### Directive
Rewrite the listing below, starting with the line that contains "For every instance of the wood panelling" and going on through the line that contains "x=39, y=234". Put "pin" in place of "marker" and keep everything else the same.

### Task inputs

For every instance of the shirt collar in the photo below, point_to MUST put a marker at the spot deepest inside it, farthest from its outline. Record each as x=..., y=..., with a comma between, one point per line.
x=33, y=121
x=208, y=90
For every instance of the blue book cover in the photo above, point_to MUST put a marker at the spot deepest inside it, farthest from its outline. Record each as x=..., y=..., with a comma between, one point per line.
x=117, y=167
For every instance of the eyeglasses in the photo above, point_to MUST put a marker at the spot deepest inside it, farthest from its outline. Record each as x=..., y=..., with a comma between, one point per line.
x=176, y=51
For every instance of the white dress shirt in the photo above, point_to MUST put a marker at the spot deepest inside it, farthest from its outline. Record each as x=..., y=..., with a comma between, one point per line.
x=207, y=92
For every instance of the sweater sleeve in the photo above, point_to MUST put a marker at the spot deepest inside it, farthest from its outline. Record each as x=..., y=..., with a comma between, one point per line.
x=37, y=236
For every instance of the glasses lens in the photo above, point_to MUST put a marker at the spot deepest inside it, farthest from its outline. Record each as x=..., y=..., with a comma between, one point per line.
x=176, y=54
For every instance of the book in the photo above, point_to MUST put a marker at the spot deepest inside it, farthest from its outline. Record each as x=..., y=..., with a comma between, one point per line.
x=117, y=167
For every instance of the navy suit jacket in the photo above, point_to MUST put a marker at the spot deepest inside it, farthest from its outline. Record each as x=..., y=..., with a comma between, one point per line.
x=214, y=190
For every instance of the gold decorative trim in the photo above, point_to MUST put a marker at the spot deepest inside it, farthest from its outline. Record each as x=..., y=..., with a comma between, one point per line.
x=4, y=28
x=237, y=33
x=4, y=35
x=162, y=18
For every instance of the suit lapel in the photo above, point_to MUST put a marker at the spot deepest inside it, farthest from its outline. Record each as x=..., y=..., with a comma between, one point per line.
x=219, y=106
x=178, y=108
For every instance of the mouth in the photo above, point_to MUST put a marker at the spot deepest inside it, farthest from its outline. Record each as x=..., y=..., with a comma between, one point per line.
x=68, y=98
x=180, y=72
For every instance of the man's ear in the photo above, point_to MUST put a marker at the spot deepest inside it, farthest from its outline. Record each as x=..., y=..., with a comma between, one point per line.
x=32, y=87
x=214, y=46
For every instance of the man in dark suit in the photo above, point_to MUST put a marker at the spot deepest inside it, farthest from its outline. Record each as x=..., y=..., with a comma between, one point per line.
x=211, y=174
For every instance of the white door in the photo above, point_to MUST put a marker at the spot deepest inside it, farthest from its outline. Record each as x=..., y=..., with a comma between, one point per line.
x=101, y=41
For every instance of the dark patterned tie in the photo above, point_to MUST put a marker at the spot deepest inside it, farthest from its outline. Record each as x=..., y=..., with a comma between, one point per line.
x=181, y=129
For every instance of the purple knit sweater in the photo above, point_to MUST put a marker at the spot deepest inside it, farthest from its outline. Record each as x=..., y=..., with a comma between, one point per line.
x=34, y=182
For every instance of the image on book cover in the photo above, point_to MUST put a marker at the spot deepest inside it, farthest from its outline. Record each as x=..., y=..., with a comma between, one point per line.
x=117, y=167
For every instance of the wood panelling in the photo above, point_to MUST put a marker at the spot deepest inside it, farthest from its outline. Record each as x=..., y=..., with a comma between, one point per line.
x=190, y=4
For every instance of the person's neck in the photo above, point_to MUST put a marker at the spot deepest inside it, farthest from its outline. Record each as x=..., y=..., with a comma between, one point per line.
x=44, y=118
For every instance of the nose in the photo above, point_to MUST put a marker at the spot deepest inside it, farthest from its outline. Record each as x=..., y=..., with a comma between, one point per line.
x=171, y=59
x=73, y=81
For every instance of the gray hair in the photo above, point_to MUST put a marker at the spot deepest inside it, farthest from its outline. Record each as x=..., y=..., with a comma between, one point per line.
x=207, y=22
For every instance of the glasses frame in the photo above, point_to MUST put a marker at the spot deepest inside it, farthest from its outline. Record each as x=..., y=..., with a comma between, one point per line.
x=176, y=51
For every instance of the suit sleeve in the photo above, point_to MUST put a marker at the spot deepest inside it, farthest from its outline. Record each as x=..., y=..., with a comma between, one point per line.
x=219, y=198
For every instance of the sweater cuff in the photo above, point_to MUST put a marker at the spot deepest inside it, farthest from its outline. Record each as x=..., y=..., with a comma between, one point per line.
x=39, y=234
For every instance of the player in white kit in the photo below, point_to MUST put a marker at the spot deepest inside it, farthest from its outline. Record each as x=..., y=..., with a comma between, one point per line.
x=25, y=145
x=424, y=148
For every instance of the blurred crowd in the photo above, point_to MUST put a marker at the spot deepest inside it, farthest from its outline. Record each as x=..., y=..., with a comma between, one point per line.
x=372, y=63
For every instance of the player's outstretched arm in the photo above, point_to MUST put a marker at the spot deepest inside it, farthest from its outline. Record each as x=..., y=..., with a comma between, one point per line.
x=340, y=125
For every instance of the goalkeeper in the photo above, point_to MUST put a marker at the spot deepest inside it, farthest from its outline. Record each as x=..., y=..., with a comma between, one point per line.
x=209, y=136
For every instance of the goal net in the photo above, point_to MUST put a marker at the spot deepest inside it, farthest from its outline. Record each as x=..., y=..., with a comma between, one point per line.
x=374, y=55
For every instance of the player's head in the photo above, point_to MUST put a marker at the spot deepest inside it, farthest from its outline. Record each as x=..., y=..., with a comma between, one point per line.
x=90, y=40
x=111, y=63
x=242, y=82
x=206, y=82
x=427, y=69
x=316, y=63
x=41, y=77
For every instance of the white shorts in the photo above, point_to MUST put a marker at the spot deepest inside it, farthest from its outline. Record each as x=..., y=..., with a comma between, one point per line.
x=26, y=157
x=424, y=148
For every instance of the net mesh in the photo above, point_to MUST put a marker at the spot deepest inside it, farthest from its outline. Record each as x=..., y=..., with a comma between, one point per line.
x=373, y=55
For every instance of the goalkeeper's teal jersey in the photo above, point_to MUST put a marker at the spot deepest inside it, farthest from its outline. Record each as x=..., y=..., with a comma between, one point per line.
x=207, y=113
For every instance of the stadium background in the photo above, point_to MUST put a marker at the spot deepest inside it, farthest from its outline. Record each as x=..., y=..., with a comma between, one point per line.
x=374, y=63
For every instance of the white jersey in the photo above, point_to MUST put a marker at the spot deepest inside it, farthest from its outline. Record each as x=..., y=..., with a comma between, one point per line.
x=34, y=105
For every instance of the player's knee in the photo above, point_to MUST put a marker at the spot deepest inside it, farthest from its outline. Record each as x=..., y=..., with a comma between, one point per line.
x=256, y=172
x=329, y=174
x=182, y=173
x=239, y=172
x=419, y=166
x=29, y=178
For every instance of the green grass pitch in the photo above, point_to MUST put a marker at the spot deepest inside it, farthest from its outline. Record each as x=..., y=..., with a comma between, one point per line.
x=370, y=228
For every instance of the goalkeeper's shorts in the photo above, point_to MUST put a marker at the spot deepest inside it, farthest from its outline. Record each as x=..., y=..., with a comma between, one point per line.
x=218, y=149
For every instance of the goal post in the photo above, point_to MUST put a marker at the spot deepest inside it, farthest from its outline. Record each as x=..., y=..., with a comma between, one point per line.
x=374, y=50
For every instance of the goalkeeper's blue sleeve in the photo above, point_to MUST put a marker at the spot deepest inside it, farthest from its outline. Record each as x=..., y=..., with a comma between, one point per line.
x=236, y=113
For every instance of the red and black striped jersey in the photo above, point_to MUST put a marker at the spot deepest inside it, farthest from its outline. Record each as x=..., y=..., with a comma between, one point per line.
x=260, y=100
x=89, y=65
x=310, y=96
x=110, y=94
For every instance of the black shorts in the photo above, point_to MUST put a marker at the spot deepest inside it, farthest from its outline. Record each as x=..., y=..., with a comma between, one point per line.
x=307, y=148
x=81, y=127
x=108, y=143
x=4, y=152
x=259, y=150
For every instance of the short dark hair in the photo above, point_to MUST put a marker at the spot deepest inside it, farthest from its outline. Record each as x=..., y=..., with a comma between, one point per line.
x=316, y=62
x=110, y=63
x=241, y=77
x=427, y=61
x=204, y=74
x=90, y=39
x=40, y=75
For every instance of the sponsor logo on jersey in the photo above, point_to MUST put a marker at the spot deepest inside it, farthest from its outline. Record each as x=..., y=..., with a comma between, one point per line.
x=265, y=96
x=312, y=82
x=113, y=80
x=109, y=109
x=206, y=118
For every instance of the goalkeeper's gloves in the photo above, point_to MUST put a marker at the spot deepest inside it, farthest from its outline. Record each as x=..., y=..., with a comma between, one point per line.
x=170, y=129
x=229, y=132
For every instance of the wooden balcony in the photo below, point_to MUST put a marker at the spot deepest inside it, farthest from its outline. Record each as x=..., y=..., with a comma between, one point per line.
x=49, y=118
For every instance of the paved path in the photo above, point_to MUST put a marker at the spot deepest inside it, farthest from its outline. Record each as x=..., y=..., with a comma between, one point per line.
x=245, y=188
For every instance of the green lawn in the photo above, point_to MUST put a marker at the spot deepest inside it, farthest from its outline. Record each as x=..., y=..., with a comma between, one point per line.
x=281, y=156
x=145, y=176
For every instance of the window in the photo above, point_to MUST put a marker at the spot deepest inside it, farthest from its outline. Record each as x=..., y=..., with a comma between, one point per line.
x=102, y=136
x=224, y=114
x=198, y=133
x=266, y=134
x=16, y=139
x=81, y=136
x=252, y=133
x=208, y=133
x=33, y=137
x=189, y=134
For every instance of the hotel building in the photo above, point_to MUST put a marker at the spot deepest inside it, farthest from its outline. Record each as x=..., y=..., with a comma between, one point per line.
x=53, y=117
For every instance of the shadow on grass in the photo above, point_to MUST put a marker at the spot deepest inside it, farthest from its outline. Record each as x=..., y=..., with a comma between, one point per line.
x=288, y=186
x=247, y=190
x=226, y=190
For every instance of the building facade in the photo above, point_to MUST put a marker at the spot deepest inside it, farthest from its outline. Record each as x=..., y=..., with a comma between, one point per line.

### The output
For every instance of the wood panelling in the photo above, point_to MUST put a pin at the spot deepest inside it, farthest from its outline. Record each as x=..., y=..., with a comma between, one point per line.
x=190, y=4
For every instance of the person's neck in the photo above, point_to MUST put a pin at the spot deepest inside it, farthest from its outline. Record each as x=..., y=..., with a comma between, one point per line.
x=44, y=118
For every instance of the nose in the photo above, point_to MUST put a pin at the spot deepest inside it, farthest from its outline. Record each as x=..., y=..., with a comma between, one point per line.
x=171, y=59
x=73, y=81
For every instance of the gray hair in the photo above, point_to MUST put a pin at the spot deepest inside it, farthest from its outline. Record each as x=..., y=..., with a comma between, one point per line.
x=207, y=22
For every instance of the glasses frame in the photo above, point_to MUST put a pin at the spot deepest inside it, farthest from its outline. Record each as x=..., y=..., with a comma between, one point per line.
x=176, y=51
For every instance of the suit sleeve in the photo above, point_to MUST put a pin at the spot deepest inside it, farthest from its outline. Record each as x=..., y=..., with a comma between, one point per line.
x=219, y=198
For every instance of the sweater cuff in the photo above, point_to MUST put a pin at the spot deepest inside it, farthest from its outline. Record each as x=..., y=..., with a comma between, one point per line.
x=39, y=234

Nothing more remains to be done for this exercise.